==== TEXT BLOCK ====
NBER Reporter: Research Summary 2007 Number 1

The Economics of Student Aid


Susan M. Dynarski(1)

My research focuses on the incentives and distributional effects created by government policy toward education. In a series of papers, I have examined the various methods that governments use to subsidize post-secondary education and how the choice of instrument mediates the final impact of the subsidy. I am particularly interested in how different instruments intensify or ameliorate racial, gender, and income inequality in educational and labor market outcomes. My goal is the establishment of a body of well-identified empirical research that informs us about these questions.

A wide array of policy instruments is now used to subsidize college attendance, including need-based grants, subsidized loans, merit scholarships, low public tuition, and tax incentives. Every state now has a tax-free college savings plan, or 529 savings plan. Many states also provide merit aid to a large proportion of their college students; these programs are distinct from the traditional merit scholarships (such as the National Merit Program or New York Regents Scholarships) in that they are aimed at students with moderate academic skills.

These innovations have outpaced our understanding of how different methods for subsidizing education affect schooling decisions, an evidentiary gap that my research agenda seeks to close. Theory and common sense suggest that different forms of subsidy will have different behavioral and distributional effects.

For example, the paperwork requirements of the federal, need-based aid programs are quite high, comparable to those of a complicated income tax return. (2) If low-income families find such forms particularly difficult, then need-based aid -- which requires gathering extensive information about income and expenses -- may have a smaller effect on this population than less-targeted forms of subsidy with fewer application requirements and lower transaction costs.

College Entry and Student Aid

In "Does Aid Matter? Measuring the Effect of Student Aid,"(3) I establish that a transparent grant program with low transaction costs had a substantial impact on college entry. Existing, well-identified studies had found no effect of grant aid on schooling behavior, so this paper made a substantial contribution to the field. From 1965 to 1982, the Social Security Administration paid for millions of students to go to college. Under this program, the 18- to 22-year-old children of deceased, disabled, or retired Social Security beneficiaries received monthly payments while enrolled full-time in college. The average annual payment in 1980 to the child of a deceased parent was $6,700. At the program's peak, 12 percent of full-time college students aged 18 to 21 were receiving Social Security student benefits.
==== SUPPLIED DATA ====
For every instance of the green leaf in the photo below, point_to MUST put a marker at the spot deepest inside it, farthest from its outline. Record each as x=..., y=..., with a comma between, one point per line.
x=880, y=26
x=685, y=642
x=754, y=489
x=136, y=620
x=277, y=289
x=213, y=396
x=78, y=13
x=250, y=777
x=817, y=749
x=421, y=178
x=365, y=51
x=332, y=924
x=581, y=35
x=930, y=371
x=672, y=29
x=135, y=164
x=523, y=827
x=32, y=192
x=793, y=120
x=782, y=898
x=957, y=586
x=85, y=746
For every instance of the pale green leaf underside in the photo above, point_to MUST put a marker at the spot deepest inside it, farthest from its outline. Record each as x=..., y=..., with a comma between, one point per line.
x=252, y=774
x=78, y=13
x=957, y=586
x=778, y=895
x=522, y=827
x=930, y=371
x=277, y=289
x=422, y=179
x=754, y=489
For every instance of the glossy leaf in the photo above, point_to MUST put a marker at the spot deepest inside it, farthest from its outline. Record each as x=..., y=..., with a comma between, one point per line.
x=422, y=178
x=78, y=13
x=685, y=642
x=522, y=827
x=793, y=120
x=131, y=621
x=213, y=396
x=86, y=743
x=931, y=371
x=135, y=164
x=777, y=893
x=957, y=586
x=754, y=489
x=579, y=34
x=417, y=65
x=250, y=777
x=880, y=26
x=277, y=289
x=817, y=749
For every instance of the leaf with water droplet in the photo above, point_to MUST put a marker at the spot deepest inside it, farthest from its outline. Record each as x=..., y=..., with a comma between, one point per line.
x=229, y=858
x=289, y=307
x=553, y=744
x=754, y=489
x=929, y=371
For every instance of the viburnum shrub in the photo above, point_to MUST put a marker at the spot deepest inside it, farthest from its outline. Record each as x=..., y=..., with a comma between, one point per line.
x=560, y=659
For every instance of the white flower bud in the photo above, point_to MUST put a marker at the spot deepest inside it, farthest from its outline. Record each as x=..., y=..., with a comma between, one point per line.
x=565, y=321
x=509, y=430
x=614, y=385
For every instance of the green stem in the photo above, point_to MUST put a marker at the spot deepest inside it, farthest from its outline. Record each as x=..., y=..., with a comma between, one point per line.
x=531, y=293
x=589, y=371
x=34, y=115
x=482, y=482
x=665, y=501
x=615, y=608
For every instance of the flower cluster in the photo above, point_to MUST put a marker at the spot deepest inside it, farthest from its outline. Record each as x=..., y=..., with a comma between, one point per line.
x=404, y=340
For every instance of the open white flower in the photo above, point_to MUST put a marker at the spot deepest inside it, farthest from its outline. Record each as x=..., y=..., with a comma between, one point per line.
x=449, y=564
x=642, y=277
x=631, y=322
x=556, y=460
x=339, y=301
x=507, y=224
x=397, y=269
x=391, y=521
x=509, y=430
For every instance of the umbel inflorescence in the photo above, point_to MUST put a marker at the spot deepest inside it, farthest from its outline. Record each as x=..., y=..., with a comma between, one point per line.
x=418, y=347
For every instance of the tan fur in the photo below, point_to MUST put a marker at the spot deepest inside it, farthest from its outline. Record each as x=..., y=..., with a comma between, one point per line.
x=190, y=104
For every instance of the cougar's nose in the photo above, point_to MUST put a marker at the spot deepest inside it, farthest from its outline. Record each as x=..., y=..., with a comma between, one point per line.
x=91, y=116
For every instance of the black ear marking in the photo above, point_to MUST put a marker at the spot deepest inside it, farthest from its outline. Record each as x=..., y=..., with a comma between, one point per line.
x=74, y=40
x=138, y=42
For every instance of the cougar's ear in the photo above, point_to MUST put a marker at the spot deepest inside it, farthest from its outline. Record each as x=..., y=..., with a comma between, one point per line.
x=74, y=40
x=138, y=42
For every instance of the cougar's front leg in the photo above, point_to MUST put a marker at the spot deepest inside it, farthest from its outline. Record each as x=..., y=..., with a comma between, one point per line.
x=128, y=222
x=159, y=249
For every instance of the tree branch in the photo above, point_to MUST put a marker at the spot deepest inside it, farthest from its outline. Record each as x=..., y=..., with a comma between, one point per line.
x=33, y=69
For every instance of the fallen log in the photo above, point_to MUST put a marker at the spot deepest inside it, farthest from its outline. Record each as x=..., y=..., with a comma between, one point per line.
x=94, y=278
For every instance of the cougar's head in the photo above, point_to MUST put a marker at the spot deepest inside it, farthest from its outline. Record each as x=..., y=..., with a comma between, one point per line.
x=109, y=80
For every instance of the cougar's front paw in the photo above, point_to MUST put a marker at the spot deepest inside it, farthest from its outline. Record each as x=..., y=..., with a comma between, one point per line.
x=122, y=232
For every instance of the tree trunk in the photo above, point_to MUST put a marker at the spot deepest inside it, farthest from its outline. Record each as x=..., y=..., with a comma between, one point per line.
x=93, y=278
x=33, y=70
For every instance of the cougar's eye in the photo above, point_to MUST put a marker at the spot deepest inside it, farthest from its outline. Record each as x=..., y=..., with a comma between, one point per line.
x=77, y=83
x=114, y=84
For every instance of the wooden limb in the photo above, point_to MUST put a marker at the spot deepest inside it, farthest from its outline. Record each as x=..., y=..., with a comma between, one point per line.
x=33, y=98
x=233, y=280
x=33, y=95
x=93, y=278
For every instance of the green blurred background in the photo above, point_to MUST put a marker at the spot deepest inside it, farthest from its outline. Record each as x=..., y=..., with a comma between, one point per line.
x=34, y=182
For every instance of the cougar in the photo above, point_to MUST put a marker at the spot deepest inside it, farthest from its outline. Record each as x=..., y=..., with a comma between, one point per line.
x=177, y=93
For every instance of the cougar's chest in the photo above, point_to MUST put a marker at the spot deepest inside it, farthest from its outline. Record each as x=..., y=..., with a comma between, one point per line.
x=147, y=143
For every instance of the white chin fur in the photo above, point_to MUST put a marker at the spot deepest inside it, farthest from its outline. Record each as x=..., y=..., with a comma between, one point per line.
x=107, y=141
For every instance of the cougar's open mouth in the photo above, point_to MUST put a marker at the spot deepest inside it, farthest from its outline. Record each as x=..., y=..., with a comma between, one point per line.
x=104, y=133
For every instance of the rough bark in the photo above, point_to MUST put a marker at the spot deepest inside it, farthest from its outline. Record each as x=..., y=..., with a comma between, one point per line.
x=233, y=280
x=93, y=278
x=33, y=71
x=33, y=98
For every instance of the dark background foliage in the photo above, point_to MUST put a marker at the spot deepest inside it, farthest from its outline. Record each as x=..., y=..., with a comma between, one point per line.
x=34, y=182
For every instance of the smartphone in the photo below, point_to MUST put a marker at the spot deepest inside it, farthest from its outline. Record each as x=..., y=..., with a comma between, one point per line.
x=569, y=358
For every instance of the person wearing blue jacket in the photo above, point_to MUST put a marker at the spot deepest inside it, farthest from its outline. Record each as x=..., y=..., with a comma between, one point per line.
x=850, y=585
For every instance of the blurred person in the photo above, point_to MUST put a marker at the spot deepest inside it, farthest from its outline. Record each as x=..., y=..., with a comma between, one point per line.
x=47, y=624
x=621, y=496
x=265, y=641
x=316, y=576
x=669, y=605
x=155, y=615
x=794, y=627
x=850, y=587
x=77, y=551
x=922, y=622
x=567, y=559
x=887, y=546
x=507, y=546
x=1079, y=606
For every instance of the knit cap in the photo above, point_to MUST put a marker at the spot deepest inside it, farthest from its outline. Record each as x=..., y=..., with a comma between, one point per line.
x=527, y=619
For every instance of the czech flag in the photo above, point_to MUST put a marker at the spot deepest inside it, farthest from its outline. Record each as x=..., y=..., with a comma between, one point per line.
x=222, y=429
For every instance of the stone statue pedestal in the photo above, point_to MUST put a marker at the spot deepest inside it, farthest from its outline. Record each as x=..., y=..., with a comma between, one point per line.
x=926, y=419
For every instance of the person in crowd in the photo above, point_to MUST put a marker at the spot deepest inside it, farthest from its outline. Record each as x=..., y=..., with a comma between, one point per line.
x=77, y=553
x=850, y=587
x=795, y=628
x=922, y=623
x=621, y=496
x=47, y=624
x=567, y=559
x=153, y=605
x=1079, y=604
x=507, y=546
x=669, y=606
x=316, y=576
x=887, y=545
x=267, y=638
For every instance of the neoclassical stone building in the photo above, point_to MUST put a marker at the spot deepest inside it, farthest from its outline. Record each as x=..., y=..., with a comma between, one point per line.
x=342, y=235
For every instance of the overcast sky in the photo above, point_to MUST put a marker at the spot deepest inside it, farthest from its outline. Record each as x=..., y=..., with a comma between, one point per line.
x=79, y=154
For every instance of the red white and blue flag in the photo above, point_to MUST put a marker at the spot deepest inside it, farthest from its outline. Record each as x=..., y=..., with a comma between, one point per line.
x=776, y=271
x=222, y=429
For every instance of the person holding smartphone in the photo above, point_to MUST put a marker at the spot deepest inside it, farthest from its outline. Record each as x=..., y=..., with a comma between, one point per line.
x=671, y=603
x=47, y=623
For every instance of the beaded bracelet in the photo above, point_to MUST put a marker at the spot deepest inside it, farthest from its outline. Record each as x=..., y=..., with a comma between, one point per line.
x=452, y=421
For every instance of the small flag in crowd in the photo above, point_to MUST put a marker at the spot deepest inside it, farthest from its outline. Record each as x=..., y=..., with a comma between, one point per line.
====
> [DIRECTIONS]
(1) According to the student aid summary, during which years did the Social Security Administration pay for students to attend college?
(2) Print the student aid summary from "NBER Reporter: Research" up to and including "about these questions.".

> [SOLUTIONS FOR EACH TASK]
(1) From 1965 to 1982.

(2)
NBER Reporter: Research Summary 2007 Number 1

The Economics of Student Aid


Susan M. Dynarski(1)

My research focuses on the incentives and distributional effects created by government policy toward education. In a series of papers, I have examined the various methods that governments use to subsidize post-secondary education and how the choice of instrument mediates the final impact of the subsidy. I am particularly interested in how different instruments intensify or ameliorate racial, gender, and income inequality in educational and labor market outcomes. My goal is the establishment of a body of well-identified empirical research that informs us about these questions.